* **Your objective**
Every line of the material that follows must be printed again exactly.

++++ Exercise input

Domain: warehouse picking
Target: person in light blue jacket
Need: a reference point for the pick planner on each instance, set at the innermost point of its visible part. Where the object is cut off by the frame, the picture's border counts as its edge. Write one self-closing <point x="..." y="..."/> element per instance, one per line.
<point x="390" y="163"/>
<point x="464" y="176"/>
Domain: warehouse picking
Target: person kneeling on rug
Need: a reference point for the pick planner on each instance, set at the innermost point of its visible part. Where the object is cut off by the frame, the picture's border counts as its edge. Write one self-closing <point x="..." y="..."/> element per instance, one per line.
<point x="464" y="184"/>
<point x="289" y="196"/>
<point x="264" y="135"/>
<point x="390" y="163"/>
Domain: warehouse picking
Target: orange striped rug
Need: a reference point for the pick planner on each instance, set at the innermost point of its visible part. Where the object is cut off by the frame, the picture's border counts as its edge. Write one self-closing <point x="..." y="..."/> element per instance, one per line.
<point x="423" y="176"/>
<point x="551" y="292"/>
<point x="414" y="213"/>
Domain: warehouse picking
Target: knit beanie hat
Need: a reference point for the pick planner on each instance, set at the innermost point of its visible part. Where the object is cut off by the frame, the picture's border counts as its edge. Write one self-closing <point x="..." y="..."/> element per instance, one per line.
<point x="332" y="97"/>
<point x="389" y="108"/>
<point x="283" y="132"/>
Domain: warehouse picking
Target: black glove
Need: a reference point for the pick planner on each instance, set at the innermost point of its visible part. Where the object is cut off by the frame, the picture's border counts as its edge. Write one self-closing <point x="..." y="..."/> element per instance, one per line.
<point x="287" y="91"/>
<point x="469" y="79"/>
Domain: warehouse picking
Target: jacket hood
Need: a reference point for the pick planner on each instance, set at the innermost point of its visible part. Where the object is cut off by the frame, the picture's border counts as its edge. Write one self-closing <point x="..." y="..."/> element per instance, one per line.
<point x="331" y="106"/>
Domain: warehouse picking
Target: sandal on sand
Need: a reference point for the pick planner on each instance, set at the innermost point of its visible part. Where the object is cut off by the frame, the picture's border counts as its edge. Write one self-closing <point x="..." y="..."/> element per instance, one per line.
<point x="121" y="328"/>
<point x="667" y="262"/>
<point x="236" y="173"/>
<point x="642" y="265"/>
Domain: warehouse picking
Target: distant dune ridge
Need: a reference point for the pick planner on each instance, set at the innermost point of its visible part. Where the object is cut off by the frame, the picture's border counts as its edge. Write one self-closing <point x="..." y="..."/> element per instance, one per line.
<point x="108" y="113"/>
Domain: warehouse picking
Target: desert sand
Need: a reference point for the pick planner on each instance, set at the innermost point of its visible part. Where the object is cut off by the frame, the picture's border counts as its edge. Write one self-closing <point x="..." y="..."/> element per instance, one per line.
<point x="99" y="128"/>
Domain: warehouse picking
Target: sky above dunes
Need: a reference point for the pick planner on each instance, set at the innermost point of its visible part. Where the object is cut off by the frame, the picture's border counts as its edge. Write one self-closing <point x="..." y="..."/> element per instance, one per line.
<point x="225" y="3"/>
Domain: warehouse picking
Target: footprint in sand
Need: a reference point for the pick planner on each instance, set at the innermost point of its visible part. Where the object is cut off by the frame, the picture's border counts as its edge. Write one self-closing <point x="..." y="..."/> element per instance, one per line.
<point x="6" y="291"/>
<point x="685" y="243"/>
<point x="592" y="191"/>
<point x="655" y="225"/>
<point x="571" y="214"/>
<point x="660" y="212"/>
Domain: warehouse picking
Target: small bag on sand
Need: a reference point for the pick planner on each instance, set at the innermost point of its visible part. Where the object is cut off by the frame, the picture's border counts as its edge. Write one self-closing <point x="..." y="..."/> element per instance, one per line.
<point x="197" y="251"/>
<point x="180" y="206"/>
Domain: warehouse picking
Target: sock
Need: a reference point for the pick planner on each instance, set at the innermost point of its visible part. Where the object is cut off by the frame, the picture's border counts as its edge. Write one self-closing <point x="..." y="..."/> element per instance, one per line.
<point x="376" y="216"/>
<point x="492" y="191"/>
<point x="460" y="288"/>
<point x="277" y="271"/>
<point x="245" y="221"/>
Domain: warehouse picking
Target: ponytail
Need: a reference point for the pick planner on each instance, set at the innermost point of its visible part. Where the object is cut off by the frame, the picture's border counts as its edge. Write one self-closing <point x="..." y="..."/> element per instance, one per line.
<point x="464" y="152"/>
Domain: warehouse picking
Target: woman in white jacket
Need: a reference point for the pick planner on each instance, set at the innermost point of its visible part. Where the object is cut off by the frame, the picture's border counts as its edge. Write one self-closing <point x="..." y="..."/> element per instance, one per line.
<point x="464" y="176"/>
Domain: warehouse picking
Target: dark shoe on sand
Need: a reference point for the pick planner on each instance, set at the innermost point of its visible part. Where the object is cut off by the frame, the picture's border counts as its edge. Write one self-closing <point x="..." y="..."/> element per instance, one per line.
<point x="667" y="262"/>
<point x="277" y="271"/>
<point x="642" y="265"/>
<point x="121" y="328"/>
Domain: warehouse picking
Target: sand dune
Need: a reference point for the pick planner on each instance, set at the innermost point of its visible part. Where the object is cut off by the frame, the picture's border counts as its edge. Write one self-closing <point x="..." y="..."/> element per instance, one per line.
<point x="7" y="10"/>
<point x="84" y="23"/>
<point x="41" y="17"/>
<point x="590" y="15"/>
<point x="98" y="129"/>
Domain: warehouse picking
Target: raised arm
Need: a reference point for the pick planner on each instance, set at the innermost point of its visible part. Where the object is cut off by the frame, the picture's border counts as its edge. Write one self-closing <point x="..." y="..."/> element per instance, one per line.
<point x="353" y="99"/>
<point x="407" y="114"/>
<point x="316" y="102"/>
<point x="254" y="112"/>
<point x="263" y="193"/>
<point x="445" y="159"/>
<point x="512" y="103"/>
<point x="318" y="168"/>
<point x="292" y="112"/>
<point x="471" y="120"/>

++++++++

* **Result of this task**
Domain: warehouse picking
Target: person in light blue jacket
Need: a reference point for the pick planner on each instance, set at the innermost point of its visible part. Where the object is cut off by the frame, the picture's border counts as its edge. Write one self-closing <point x="..." y="..."/> element per instance, one per line.
<point x="390" y="163"/>
<point x="464" y="176"/>
Domain: warehouse picking
Target: person kneeling on rug
Need: a reference point for the pick planner on each instance, set at the innermost point of its visible part. Where the object is cut off by the frame, the picture's border counts as its edge. Write one self-closing <point x="..." y="..."/> element per instance, one per line.
<point x="464" y="184"/>
<point x="289" y="196"/>
<point x="264" y="135"/>
<point x="390" y="163"/>
Domain: warehouse picking
Target: orange striped rug
Need: a reference point for the pick planner on each instance, set at the innermost point of its visible part. Where the object is cut off by the frame, the picture's border counts as its edge. Write one self-closing <point x="..." y="..."/> element per instance, one per line.
<point x="423" y="176"/>
<point x="551" y="292"/>
<point x="414" y="213"/>
Domain: warehouse picking
Target: knit beanie hat
Need: a reference point for the pick planner on each instance, set at the innermost point of its visible part. Where the object is cut off by the frame, the picture's border counts as its edge. Write one self-closing <point x="..." y="..."/> element per instance, one per line.
<point x="332" y="97"/>
<point x="389" y="108"/>
<point x="283" y="132"/>
Domain: warehouse picking
Target: black glove
Need: a reference point for the pick planner on each instance, set at the innermost point of its visible part. Where the object is cut off by the frame, the picture's border counts as its edge. Write one self-closing <point x="..." y="..."/> element per instance, one per line.
<point x="287" y="91"/>
<point x="469" y="79"/>
Domain: warehouse picking
Target: jacket hood
Need: a reference point for the pick planner on each instance, set at the innermost point of its visible part. Where the object is cut off by the frame, the picture's border counts as its edge. Write one self-closing <point x="..." y="..."/> element per instance, one per line.
<point x="331" y="106"/>
Domain: warehouse picking
Target: sandal on sand
Need: a reference point for the pick planner on each instance, set at the innermost point of its visible part. Where the object is cut off by the frame, the picture's border counts as its edge. Write one self-closing <point x="..." y="..."/> element per instance, one per line.
<point x="121" y="328"/>
<point x="667" y="262"/>
<point x="236" y="173"/>
<point x="642" y="265"/>
Domain: warehouse picking
Target: distant dune ridge
Need: a reference point for the pick planner on each instance, set at the innermost point of its visible part. Where the object is cut off by the frame, the picture's border counts as its edge. Write one self-closing <point x="..." y="..."/> element per instance, one per line.
<point x="108" y="113"/>
Domain: warehouse picking
Target: desert sand
Need: a reference point for the pick planner on each instance, set at the innermost point of its visible part. Where the object is cut off by the frame, the picture's border counts as its edge. Write one self-closing <point x="..." y="..."/> element per instance, one per line.
<point x="99" y="128"/>
Domain: warehouse picking
Target: sky above dunes
Need: a reference point for the pick planner on each instance, set at the innermost point of its visible part. Where the object is cut off by the frame, the picture's border counts as its edge. Write one self-closing <point x="..." y="..."/> element per instance, one per line.
<point x="225" y="3"/>
Domain: warehouse picking
Target: footprint in sand
Need: a reference point for the pick planner on each instance, set at the innermost point of its visible part. Where the object is cut off by the frame, the picture's border counts as its edge. Write one self-closing <point x="..." y="..."/> element per instance, one per line.
<point x="6" y="291"/>
<point x="685" y="243"/>
<point x="592" y="191"/>
<point x="655" y="225"/>
<point x="571" y="214"/>
<point x="660" y="212"/>
Domain: warehouse picking
Target: small bag on sand
Need: a reference point for the pick planner on each instance, set at the innermost point of its visible part. Where the object is cut off by the frame, the picture's border counts as its edge. Write one self-closing <point x="..." y="..."/> element per instance, one per line.
<point x="197" y="251"/>
<point x="180" y="206"/>
Domain: warehouse picking
Target: sock
Need: a reference point for the pick planner on each instance, set at the innermost point of its visible part. Where the object is cut off by the frame, the picture's border counts as its edge. Write one self-closing <point x="..." y="..."/> element per instance, one per line.
<point x="376" y="216"/>
<point x="492" y="191"/>
<point x="460" y="288"/>
<point x="277" y="271"/>
<point x="245" y="221"/>
Domain: warehouse picking
Target: ponytail
Need: a reference point for the pick planner on each instance, set at the innermost point of its visible part. Where the object is cut off by the frame, the picture's border counts as its edge. Write one self-closing <point x="..." y="..."/> element per instance, one per line.
<point x="464" y="152"/>
Domain: warehouse picking
Target: woman in white jacket
Need: a reference point for the pick planner on each instance, set at the innermost point of its visible part. Where the object is cut off by the frame, the picture's border counts as its edge. Write one self-closing <point x="..." y="..."/> element per instance, one per line.
<point x="464" y="176"/>
Domain: warehouse picking
Target: dark shoe on sand
Need: a reference point for the pick planner on each instance, set at the innermost point of its visible part. Where the object is cut off by the frame, the picture's border counts as its edge. Write one self-closing <point x="..." y="..."/> element per instance, one per line.
<point x="667" y="262"/>
<point x="277" y="271"/>
<point x="642" y="265"/>
<point x="121" y="328"/>
Domain: warehouse picking
Target: sand dune
Need: a reference point for the pick planner on each instance, set at the innermost point of its visible part. Where the object is cut off by the frame, the picture's border counts as its edge. Write one self-closing <point x="..." y="..."/> element per instance, one per line.
<point x="7" y="10"/>
<point x="84" y="23"/>
<point x="41" y="17"/>
<point x="590" y="15"/>
<point x="98" y="129"/>
Domain: warehouse picking
Target: raised arm
Need: a reference point for the pick planner on each instance, set at the innermost point of its visible part. Where the object is cut off by the frame, the picture's border counts as its edge. Write one self-closing <point x="..." y="..."/> element per instance, one per line.
<point x="353" y="99"/>
<point x="407" y="114"/>
<point x="316" y="102"/>
<point x="254" y="112"/>
<point x="263" y="193"/>
<point x="445" y="159"/>
<point x="512" y="103"/>
<point x="318" y="168"/>
<point x="292" y="112"/>
<point x="471" y="120"/>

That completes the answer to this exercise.